**TASK GOAL**:
Copy the listing below, swapping every "bounding box" for "outline box" and leaving the rest the same.

**EXTRACTED ENTRIES**:
-- start --
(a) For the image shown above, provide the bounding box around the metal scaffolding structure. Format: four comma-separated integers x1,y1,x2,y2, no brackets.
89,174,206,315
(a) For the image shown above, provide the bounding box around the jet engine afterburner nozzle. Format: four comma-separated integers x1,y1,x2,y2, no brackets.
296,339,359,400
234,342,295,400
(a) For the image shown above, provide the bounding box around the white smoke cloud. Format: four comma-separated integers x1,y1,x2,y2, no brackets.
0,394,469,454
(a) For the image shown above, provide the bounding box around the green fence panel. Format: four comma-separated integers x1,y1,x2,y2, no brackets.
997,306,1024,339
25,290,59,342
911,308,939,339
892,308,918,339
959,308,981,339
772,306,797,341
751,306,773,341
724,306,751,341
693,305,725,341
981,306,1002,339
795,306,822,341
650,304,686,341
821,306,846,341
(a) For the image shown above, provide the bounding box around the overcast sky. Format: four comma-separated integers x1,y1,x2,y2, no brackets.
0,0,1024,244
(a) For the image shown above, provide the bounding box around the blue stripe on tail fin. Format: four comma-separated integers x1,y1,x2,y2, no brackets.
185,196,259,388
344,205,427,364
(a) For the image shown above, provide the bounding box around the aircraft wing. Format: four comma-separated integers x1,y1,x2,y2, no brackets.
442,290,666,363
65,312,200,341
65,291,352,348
-- end --
**SOLUTION TO THE PROBLEM**:
(a) For the image shown above, provide the outline box around the metal scaffolding structure. Format: four comma-separated integers x1,y1,x2,y2, no brackets.
89,174,206,315
(a) For the image shown above, provide the outline box around the jet engine afterburner nozzle. Format: four comma-separated integers x1,y1,x2,y2, no brackets.
296,339,359,400
234,342,295,400
(a) For the image shown above, provide the outline box around the white smoke cloud. Format: four comma-separated integers x1,y1,x2,y2, no brackets.
0,394,469,454
(a) For the image shown above, provide the outline box around the green fence panel. Format: four comma-separated integers x1,y1,x2,y2, no brackets.
997,306,1024,339
25,290,59,342
911,308,939,339
892,308,918,339
959,308,981,339
772,306,797,341
751,306,773,341
724,306,751,341
693,305,725,341
981,306,1002,339
795,306,822,341
650,304,686,341
821,306,846,341
(a) For the image shown above, provide the outline box around the overcast sky. Format: four comma-separated integers x1,y1,x2,y2, no brackets.
0,0,1024,244
(a) For the image shown above, provide the outline box around the blue stripe on tail fin. Format: four comma-separated integers x1,y1,x2,y2, no brackets.
185,196,259,388
344,205,427,364
(a) For the image shown above, provide the outline box around the aircraft wing. Format: four comma-separated integers x1,y1,x2,y2, no brackets.
442,290,666,363
65,312,200,341
65,291,352,348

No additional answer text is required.